Passage to read below:
The procedural safeguards around the inclusion of another CPS into the DMA are not scarce and trivial, due to the heavy burden of intervention that designation entails for any given undertaking that is designated as a gatekeeper. The threshold of a solid evidentiary basis is not that evident for the EC to overcome, especially in light of innovative digital sectors that are still emerging. Additionally, it also is not entirely apparent what factors the EC would consider for conducting the market investigation, aside from observing the degree of concentration at the industry level and the practices that may hint at the presence of unfair practices in the sector. The previous analysis of the configuration of generative models does not make it completely obvious that although those tendencies to data accumulation and homogenisation prevail, they might be successfully captured via the DMA’s mandates and prohibitions.
In this context, the most immediate example of an undertaking that the EC would desire to capture under the scope of the DMA would be that of OpenAI. Under the assumption that generative models are included by a legislative amendment to the regulatory framework, then its designation would follow through. However, that does not necessarily imply that the inclusion of generative models into the list under Article 2(2) DMA comes without friction in relation to the prohibitions that are engrained into it. The most salient provisions would be particularly at odds with the business models of generative AI, especially those relating to the processing and combining of personal and non-personal data across the CPS’s services.
End of Passage to read.
Record extracts below:
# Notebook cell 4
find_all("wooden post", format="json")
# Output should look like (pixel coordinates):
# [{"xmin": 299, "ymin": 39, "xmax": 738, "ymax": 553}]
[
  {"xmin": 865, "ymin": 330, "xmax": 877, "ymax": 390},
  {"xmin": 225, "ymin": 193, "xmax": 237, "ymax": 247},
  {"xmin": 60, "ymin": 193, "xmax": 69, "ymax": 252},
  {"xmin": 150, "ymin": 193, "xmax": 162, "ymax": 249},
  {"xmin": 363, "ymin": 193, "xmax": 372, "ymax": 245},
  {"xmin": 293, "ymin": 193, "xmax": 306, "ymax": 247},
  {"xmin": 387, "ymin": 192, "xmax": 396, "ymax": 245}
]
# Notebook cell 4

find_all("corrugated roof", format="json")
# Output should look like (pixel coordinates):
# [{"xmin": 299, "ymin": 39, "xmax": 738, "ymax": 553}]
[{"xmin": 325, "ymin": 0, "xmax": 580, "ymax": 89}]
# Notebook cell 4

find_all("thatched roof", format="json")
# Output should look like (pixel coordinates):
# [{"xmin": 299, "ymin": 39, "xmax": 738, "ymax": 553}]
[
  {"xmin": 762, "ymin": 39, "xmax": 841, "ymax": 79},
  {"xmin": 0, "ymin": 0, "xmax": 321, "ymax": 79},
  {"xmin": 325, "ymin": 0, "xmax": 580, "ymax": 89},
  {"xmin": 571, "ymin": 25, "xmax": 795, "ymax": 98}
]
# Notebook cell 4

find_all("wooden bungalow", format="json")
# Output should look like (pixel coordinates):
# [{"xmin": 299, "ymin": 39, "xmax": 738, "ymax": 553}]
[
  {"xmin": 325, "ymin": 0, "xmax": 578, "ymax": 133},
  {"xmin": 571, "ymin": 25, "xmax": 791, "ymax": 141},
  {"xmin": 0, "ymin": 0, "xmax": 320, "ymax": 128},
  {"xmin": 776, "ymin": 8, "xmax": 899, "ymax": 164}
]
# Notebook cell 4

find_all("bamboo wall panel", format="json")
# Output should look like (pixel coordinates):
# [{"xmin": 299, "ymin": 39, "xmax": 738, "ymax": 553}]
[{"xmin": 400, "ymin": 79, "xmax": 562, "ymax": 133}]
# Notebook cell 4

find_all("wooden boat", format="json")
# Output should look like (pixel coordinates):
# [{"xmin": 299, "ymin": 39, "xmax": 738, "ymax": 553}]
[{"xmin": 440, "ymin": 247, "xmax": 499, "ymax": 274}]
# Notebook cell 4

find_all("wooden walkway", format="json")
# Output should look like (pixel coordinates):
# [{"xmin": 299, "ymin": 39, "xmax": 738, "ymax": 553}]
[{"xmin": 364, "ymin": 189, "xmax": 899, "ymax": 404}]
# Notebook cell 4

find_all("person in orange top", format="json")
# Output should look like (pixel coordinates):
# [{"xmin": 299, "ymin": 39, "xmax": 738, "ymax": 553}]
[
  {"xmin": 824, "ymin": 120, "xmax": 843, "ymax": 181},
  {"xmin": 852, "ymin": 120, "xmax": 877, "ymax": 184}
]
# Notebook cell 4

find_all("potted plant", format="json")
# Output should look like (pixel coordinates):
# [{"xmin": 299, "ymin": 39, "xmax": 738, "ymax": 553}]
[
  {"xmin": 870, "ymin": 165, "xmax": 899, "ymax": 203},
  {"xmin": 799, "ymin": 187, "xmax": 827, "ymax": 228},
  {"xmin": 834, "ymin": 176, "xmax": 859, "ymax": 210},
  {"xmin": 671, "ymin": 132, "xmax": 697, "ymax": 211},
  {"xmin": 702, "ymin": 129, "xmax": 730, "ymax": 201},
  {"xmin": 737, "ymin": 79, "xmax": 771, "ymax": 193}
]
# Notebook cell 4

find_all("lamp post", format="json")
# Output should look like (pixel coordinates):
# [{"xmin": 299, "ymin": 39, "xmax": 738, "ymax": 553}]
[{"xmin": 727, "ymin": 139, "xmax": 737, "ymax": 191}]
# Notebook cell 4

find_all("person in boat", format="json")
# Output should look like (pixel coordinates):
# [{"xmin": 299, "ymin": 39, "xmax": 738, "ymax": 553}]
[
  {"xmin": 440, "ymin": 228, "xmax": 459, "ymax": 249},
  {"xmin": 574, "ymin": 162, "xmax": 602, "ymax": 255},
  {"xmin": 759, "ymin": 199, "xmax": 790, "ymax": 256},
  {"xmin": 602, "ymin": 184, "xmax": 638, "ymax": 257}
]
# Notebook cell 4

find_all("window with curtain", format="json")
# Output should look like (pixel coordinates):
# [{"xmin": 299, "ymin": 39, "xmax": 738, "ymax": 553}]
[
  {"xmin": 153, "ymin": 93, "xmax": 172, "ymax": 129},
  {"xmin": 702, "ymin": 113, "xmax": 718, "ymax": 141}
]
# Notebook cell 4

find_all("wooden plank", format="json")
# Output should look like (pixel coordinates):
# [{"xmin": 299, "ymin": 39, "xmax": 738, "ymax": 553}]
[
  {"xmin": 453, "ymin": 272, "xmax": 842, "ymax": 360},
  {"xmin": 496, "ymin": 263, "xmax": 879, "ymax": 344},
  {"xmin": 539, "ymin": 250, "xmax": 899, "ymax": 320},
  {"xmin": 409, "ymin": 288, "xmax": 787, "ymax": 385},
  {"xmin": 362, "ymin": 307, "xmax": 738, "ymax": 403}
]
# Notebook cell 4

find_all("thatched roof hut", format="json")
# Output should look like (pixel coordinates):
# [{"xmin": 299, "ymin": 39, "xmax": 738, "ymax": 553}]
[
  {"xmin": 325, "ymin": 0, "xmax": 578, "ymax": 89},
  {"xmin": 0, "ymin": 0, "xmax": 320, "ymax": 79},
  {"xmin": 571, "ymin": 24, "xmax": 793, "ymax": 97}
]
End of Record extracts.
• [Task instructions]: Pick up the passage on generative AI under the DMA after its last sentence and keep writing. The listing was taken from a separate source.

• [Result for this exercise]:
Theoretically, generative models and the DMA fundamentally intersect in relation to the characteristic of homogenisation. Computation power in a few hands can pre-empt the configuration of a few bottlenecks influencing the operations of the rest of the competitors at the level of the downstream application of foundation models into concrete tasks and functions. Aside from this salient element, how both subjects may interact in reality is not straightforward:
- If one assumes that they already interact with relation to those CPSs that have already been designated that possess AI-powered tools, the application of the DMA’s substantive provisions is not completely evident, albeit those provisions are directed at the objective of enhancing transparency.
- If one undertakes the path of the inclusion of generative models under the list of CPSs under Article 2(2), friction still prevails, since the mandates of the DMA are evidently at odds with the fundamental functioning of generative and foundation models, notably their training, adaptation, and modulation.
Against this background, the EU’s precautionary principle should spearhead the whole discussion on the interplay of generative AI with the DMA’s provisions, by awaiting the solid evidentiary basis that sustains the conclusion that markets have tipped in favour of a few bottlenecks. The European Commission’s call for contributions regarding the competitive dynamics of generative AI has gotten a good head start towards this same point. Once there is sufficient scientific evidence on the issue, then the legislator should seriously consider what are the chances of restoring the competitive conditions in generative AI through antitrust-like remedies in the face of this idiosyncratic, changing, and complex sector.